** START OF Given data **

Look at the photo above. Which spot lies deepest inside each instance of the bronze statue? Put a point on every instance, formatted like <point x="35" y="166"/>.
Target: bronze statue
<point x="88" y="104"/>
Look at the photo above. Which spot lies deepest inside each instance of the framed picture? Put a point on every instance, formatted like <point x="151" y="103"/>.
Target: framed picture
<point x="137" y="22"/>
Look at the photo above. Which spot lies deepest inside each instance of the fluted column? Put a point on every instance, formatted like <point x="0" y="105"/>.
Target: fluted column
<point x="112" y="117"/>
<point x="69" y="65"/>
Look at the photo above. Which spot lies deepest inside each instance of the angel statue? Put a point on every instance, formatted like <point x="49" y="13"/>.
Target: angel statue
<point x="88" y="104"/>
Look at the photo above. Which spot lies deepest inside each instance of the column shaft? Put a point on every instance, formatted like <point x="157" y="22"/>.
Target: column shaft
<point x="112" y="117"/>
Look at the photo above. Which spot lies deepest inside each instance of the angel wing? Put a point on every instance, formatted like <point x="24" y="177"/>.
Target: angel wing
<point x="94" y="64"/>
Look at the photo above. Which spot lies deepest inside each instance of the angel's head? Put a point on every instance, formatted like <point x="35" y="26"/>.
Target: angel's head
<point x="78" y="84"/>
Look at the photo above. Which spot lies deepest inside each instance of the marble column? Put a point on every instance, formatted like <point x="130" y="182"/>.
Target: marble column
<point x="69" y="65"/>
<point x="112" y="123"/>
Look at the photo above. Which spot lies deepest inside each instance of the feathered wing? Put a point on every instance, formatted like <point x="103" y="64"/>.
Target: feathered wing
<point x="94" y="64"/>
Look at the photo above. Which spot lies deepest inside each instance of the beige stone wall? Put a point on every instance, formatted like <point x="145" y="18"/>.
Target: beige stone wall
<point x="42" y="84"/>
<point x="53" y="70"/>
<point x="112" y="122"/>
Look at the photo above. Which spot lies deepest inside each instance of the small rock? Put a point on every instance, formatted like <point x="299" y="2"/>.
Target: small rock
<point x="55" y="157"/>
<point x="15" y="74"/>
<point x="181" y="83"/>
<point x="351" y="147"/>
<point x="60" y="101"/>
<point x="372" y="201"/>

** END OF Given data **

Reproduce the part of the material that opens with the line containing "of the feathered" and closes with the last line of the material, keeping every line the same as it appears.

Look at the photo above. Which spot lies deepest inside each instance of the feathered wing? Put a point on every instance, formatted like <point x="103" y="64"/>.
Target: feathered wing
<point x="94" y="64"/>
Look at the photo above. Which spot lies deepest inside each instance of the beige stone wall? Put a point on every instance, formatted like <point x="145" y="18"/>.
Target: beige stone wall
<point x="42" y="84"/>
<point x="53" y="70"/>
<point x="112" y="122"/>
Look at the photo above. Which spot lies deepest inside each instance of the small rock? Put a point on every instance, formatted like <point x="299" y="2"/>.
Target: small rock
<point x="55" y="157"/>
<point x="15" y="74"/>
<point x="181" y="83"/>
<point x="351" y="147"/>
<point x="60" y="101"/>
<point x="372" y="201"/>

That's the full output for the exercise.